Problem:
Render the lines of the entries, from the line holding "Objective: one point per instance of the dark" through the last line of the entries (both included), as a Markdown table. Use a column named Row for the row number and a column named Line for the line, and skip any blank lines.

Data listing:
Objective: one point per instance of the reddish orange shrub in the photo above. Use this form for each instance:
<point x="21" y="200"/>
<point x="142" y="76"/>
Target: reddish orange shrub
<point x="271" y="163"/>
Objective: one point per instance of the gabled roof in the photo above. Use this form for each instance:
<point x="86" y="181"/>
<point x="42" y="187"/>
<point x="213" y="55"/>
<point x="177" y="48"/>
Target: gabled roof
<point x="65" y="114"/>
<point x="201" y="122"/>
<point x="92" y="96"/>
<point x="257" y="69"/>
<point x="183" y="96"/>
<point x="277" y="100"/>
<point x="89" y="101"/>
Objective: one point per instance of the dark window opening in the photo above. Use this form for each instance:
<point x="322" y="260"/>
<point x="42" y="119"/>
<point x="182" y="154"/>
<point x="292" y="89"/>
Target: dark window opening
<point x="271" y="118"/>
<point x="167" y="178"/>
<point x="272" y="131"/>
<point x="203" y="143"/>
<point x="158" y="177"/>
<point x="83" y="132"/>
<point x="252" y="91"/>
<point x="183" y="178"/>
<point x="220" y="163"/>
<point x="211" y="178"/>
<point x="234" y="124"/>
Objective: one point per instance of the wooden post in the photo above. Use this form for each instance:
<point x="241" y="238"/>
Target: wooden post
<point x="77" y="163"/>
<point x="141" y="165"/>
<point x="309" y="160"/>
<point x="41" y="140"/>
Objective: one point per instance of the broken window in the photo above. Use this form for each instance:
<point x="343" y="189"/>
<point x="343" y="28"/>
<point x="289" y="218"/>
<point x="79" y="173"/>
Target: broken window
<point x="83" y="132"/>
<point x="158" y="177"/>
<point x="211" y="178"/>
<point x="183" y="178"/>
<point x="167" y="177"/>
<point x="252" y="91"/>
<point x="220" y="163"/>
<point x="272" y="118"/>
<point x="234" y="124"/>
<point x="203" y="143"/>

Reply:
| Row | Line |
|---|---|
| 1 | Objective: one point per instance of the dark window opening in the photo above. Use this form for each instance: |
| 2 | <point x="322" y="260"/> |
| 3 | <point x="42" y="119"/> |
| 4 | <point x="182" y="154"/> |
| 5 | <point x="292" y="89"/> |
| 6 | Target: dark window opening |
| 7 | <point x="271" y="118"/> |
| 8 | <point x="167" y="178"/> |
| 9 | <point x="272" y="131"/> |
| 10 | <point x="203" y="143"/> |
| 11 | <point x="158" y="177"/> |
| 12 | <point x="83" y="132"/> |
| 13 | <point x="252" y="91"/> |
| 14 | <point x="183" y="178"/> |
| 15 | <point x="220" y="163"/> |
| 16 | <point x="211" y="178"/> |
| 17 | <point x="234" y="124"/> |
| 18 | Objective: one point per instance of the wooden post in the photo above. Use this form for each instance: |
| 19 | <point x="241" y="238"/> |
| 20 | Target: wooden post |
| 21 | <point x="77" y="163"/> |
| 22 | <point x="141" y="165"/> |
| 23 | <point x="309" y="160"/> |
| 24 | <point x="41" y="140"/> |
| 25 | Objective: one point per instance of the broken window in the photo above. Use this form for each instance: |
| 26 | <point x="343" y="189"/> |
| 27 | <point x="343" y="28"/> |
| 28 | <point x="289" y="218"/> |
| 29 | <point x="79" y="173"/> |
| 30 | Target: broken window |
| 31 | <point x="83" y="132"/> |
| 32 | <point x="158" y="177"/> |
| 33 | <point x="211" y="178"/> |
| 34 | <point x="183" y="178"/> |
| 35 | <point x="167" y="177"/> |
| 36 | <point x="252" y="91"/> |
| 37 | <point x="220" y="163"/> |
| 38 | <point x="272" y="118"/> |
| 39 | <point x="234" y="124"/> |
| 40 | <point x="203" y="143"/> |